§ AIM OF THE TASK: Copy the stretch of items below from the line that contains "Label: white document" through the line that contains "[372,481,1344,860]", replacing "document" with "sheet of paper" and leaving everything else unchanged.

:: RECORDS SUPPLIED ::

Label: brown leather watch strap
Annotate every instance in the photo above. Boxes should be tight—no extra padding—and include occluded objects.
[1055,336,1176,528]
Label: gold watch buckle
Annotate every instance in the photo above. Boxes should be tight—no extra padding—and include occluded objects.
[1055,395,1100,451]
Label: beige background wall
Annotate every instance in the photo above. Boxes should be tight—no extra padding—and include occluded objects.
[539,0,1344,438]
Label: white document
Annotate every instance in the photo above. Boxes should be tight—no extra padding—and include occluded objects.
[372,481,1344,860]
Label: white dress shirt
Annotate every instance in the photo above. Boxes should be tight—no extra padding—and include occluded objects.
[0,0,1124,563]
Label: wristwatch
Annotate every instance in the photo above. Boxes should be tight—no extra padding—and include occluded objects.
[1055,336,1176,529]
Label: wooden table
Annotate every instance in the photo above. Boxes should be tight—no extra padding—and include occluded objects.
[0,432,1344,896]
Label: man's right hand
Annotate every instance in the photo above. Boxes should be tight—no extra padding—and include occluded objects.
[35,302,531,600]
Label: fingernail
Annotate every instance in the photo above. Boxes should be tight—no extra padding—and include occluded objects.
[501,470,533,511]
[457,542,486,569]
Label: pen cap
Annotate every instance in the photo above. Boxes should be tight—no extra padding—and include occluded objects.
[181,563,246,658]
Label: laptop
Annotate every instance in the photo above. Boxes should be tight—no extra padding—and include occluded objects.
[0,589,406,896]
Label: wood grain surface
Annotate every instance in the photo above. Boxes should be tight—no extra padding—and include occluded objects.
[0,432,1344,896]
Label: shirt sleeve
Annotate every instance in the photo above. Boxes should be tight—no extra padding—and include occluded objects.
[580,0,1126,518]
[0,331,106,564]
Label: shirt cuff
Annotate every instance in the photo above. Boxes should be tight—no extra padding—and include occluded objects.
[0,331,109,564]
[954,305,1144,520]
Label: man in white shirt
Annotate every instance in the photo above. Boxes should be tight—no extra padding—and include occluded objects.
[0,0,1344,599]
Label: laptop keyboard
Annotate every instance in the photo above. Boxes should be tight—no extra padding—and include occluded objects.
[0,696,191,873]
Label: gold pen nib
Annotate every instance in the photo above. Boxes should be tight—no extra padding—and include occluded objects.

:::

§ FULL OUTPUT:
Label: white sheet of paper
Annotate every instance in the photo above. Boxes should be tight—no extra padding—and include occluded objects.
[372,481,1344,860]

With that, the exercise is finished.